_Exercise directions_: Output all of the data below without changing a word, and exclude the pictures.

_Entries shown_:

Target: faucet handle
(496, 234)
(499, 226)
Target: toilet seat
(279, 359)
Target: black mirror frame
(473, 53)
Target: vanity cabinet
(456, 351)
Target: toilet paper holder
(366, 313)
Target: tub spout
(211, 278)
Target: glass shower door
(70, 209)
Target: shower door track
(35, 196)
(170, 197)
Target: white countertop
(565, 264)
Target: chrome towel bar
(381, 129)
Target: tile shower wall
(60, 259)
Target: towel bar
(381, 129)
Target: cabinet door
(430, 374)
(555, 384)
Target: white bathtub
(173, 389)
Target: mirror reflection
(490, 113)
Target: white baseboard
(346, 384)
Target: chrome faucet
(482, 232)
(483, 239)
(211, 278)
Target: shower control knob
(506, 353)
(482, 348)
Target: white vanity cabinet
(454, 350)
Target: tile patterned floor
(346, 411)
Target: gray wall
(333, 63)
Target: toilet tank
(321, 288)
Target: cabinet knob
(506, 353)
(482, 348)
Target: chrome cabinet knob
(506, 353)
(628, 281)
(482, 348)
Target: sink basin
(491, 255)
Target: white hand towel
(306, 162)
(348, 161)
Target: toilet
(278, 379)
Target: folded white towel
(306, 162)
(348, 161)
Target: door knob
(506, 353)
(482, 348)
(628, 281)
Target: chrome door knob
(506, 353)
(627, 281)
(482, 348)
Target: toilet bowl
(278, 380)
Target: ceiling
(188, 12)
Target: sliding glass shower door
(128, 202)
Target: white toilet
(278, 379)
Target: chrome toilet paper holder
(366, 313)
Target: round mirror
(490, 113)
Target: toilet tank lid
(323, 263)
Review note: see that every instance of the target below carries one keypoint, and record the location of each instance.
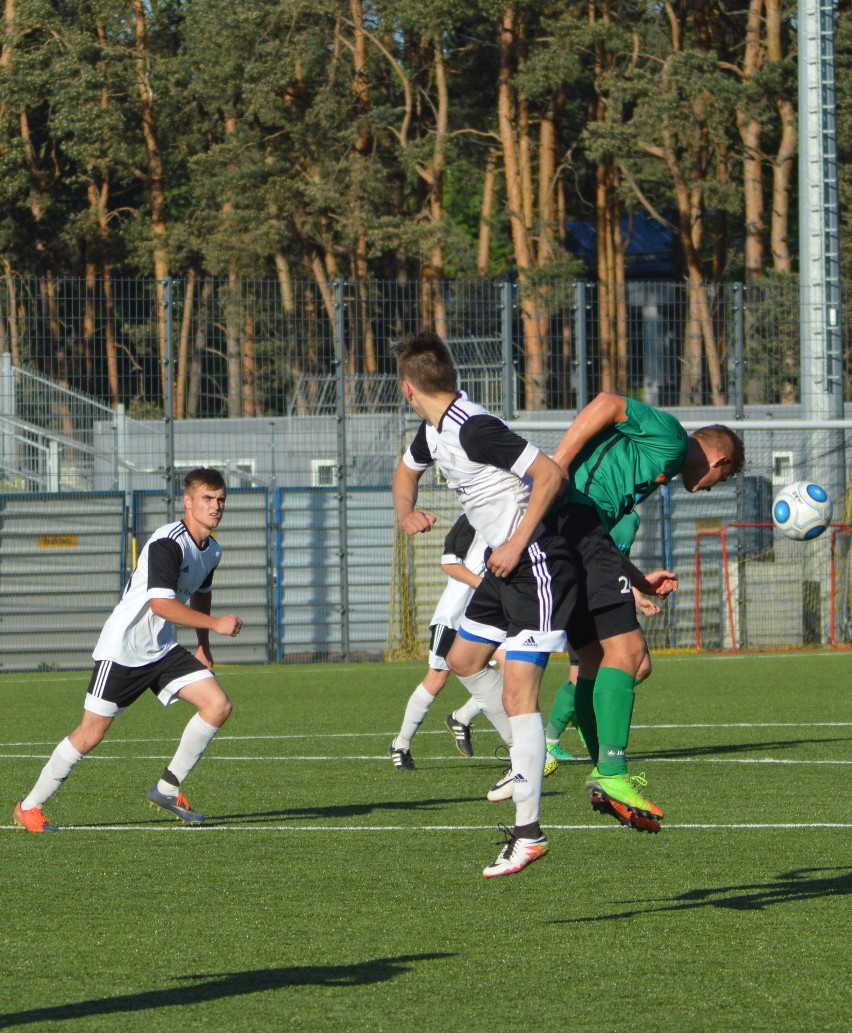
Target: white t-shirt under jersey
(170, 566)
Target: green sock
(562, 711)
(585, 713)
(613, 709)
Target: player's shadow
(789, 887)
(214, 987)
(347, 810)
(733, 748)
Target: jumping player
(505, 486)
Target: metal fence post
(506, 308)
(168, 401)
(581, 346)
(343, 524)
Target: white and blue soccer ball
(802, 510)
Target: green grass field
(327, 891)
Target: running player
(505, 486)
(137, 650)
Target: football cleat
(33, 819)
(461, 732)
(179, 806)
(403, 760)
(618, 795)
(516, 854)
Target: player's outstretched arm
(604, 410)
(405, 497)
(187, 617)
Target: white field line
(330, 669)
(213, 757)
(442, 731)
(199, 830)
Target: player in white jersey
(137, 650)
(505, 486)
(464, 563)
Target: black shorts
(441, 637)
(604, 599)
(529, 609)
(114, 687)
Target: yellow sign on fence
(57, 541)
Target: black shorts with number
(604, 601)
(537, 596)
(114, 687)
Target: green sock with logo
(613, 710)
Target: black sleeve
(460, 537)
(486, 439)
(419, 448)
(164, 558)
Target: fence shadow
(214, 987)
(788, 887)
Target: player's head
(423, 363)
(203, 476)
(204, 493)
(715, 454)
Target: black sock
(533, 831)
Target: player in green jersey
(617, 451)
(562, 710)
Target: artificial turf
(329, 891)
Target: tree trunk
(183, 346)
(156, 175)
(750, 133)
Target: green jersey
(627, 462)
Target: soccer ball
(801, 511)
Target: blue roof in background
(650, 251)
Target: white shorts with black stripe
(440, 642)
(114, 687)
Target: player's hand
(229, 625)
(504, 559)
(203, 654)
(662, 583)
(645, 605)
(417, 522)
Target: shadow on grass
(734, 748)
(333, 811)
(216, 987)
(789, 887)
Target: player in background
(562, 711)
(506, 486)
(616, 452)
(464, 563)
(137, 650)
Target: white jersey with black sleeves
(171, 566)
(482, 461)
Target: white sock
(527, 755)
(196, 738)
(486, 688)
(417, 708)
(469, 712)
(62, 762)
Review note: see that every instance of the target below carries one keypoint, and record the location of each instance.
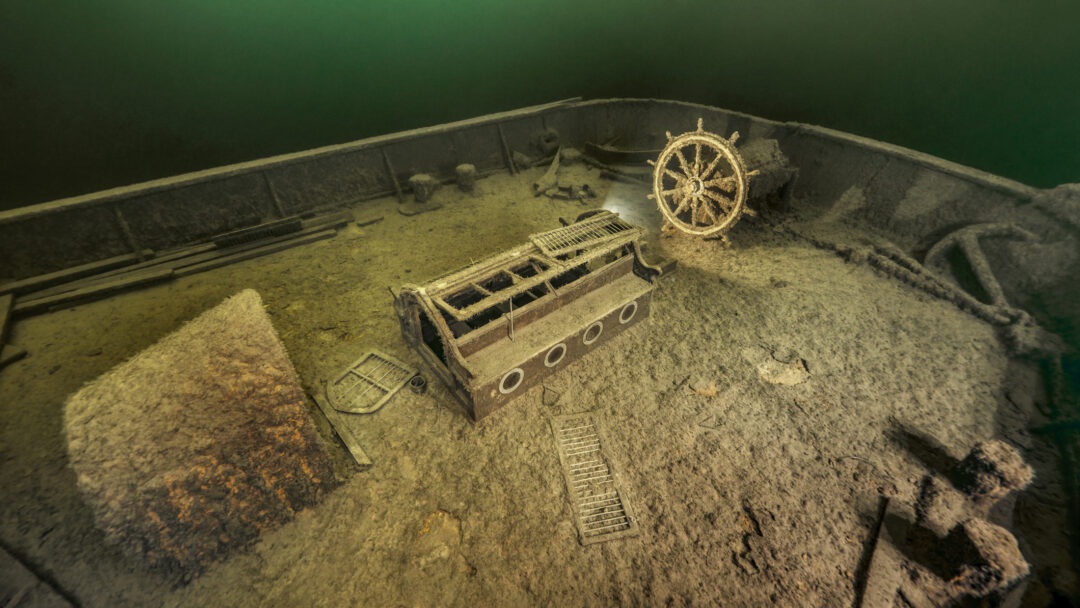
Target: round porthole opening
(593, 333)
(511, 381)
(554, 355)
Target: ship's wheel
(699, 183)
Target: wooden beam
(224, 258)
(94, 292)
(42, 281)
(505, 150)
(5, 304)
(340, 427)
(393, 176)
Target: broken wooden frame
(495, 328)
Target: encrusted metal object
(368, 383)
(700, 183)
(597, 229)
(599, 505)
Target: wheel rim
(699, 183)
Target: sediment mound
(199, 444)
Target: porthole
(554, 355)
(511, 381)
(593, 333)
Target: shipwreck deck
(750, 487)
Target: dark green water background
(95, 94)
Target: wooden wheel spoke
(706, 207)
(678, 178)
(726, 184)
(699, 181)
(712, 166)
(682, 205)
(725, 203)
(682, 162)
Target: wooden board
(94, 292)
(5, 304)
(42, 281)
(340, 427)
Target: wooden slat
(93, 292)
(5, 304)
(226, 259)
(42, 281)
(340, 427)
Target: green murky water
(95, 95)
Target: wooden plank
(252, 233)
(5, 304)
(42, 281)
(253, 253)
(96, 279)
(21, 586)
(188, 256)
(340, 427)
(93, 292)
(145, 188)
(10, 354)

_Answer to the exercise_:
Target: faucet handle
(496, 234)
(499, 226)
Target: toilet seat
(279, 359)
Target: black mirror frame
(473, 53)
Target: vanity cabinet
(456, 351)
Target: toilet paper holder
(366, 313)
Target: tub spout
(211, 278)
Target: glass shower door
(70, 209)
Target: shower door track
(35, 196)
(170, 197)
Target: white countertop
(565, 264)
Target: chrome towel bar
(381, 129)
Target: tile shower wall
(60, 259)
Target: towel bar
(381, 129)
Target: cabinet door
(430, 374)
(555, 384)
Target: white bathtub
(173, 389)
Target: mirror reflection
(490, 113)
Target: white baseboard
(346, 384)
Target: chrome faucet
(482, 232)
(483, 239)
(211, 278)
Target: shower control knob
(506, 353)
(482, 348)
Target: white vanity cabinet
(454, 350)
Target: tile patterned floor
(346, 411)
Target: gray wall
(333, 63)
Target: toilet tank
(321, 288)
Target: cabinet knob
(506, 353)
(482, 348)
Target: chrome cabinet knob
(506, 353)
(628, 281)
(482, 348)
Target: sink basin
(491, 255)
Target: white hand towel
(306, 162)
(348, 161)
Target: toilet
(278, 379)
Target: folded white towel
(306, 162)
(348, 161)
Target: door knob
(506, 353)
(482, 348)
(628, 281)
Target: chrome door knob
(506, 353)
(627, 281)
(482, 348)
Target: toilet bowl
(278, 380)
Target: ceiling
(188, 12)
Target: sliding glass shower door
(128, 202)
Target: white toilet
(278, 379)
Target: chrome toilet paper holder
(366, 313)
Target: round mirror
(490, 113)
Target: toilet tank lid
(323, 263)
Review note: see that every instance of the target below carries one keypoint, and record the location of each instance.
Target: white t-shirt under jersey
(170, 566)
Target: green sock
(562, 711)
(585, 713)
(613, 709)
Target: player's shadow
(789, 887)
(214, 987)
(347, 810)
(733, 748)
Target: jumping player
(505, 486)
Target: metal fence post
(506, 308)
(168, 401)
(581, 346)
(343, 524)
Target: white and blue soccer ball
(802, 510)
Target: green grass field
(327, 891)
Target: running player
(505, 486)
(137, 650)
Target: football cleat
(33, 819)
(461, 732)
(179, 806)
(403, 760)
(618, 795)
(516, 854)
Target: player's outstretched arm
(604, 410)
(405, 497)
(187, 617)
Target: white field line
(330, 669)
(213, 757)
(442, 731)
(199, 830)
Target: player in white jersey
(137, 650)
(505, 486)
(464, 563)
Target: black shorts
(441, 637)
(604, 599)
(529, 609)
(114, 687)
Target: yellow sign on fence
(57, 541)
Target: black shorts with number
(604, 601)
(537, 596)
(114, 687)
Target: green sock with logo
(613, 710)
Target: black sleeve
(460, 537)
(486, 439)
(419, 448)
(164, 558)
Target: fence shadow
(214, 987)
(788, 887)
Target: player's head
(423, 363)
(203, 476)
(204, 493)
(715, 454)
Target: black sock
(533, 831)
Target: player in green jersey
(617, 451)
(562, 710)
Target: artificial turf
(329, 891)
Target: tree trunk
(183, 346)
(156, 175)
(750, 133)
Target: green jersey
(627, 462)
Target: soccer ball
(801, 511)
Target: blue roof in background
(650, 251)
Target: white shorts with black stripe
(440, 642)
(114, 687)
Target: player's hand
(229, 625)
(504, 559)
(203, 654)
(662, 583)
(645, 605)
(417, 522)
Target: shadow on grass
(734, 748)
(333, 811)
(216, 987)
(789, 887)
Target: player in background
(562, 711)
(506, 486)
(616, 452)
(464, 563)
(137, 650)
Target: white jersey with black sleeves
(171, 566)
(482, 461)
Target: white sock
(527, 755)
(196, 738)
(486, 688)
(417, 708)
(469, 712)
(62, 762)
Review note: see that every instance of the target below carries one keypoint, and record the location of each instance.
Target: round porthole opening
(593, 333)
(511, 381)
(554, 355)
Target: ship's wheel
(699, 183)
Target: wooden beam
(224, 258)
(94, 292)
(42, 281)
(505, 150)
(5, 304)
(340, 427)
(393, 176)
Target: broken wooden frame
(495, 328)
Target: encrusted metal object
(368, 383)
(700, 183)
(597, 229)
(599, 505)
Target: wheel rim
(699, 183)
Target: sediment mound
(199, 444)
Target: porthole
(554, 355)
(511, 381)
(593, 333)
Target: shipwreck deck
(750, 487)
Target: dark green water background
(95, 94)
Target: wooden wheel spoke
(706, 207)
(678, 178)
(726, 184)
(699, 181)
(712, 166)
(682, 205)
(725, 203)
(682, 162)
Target: wooden board
(94, 292)
(5, 304)
(42, 281)
(340, 427)
Target: wooden slat
(93, 292)
(5, 304)
(226, 259)
(42, 281)
(340, 427)
Target: green murky water
(95, 95)
Target: wooden plank
(252, 233)
(5, 304)
(42, 281)
(253, 253)
(96, 279)
(21, 586)
(188, 256)
(340, 427)
(93, 292)
(145, 188)
(10, 354)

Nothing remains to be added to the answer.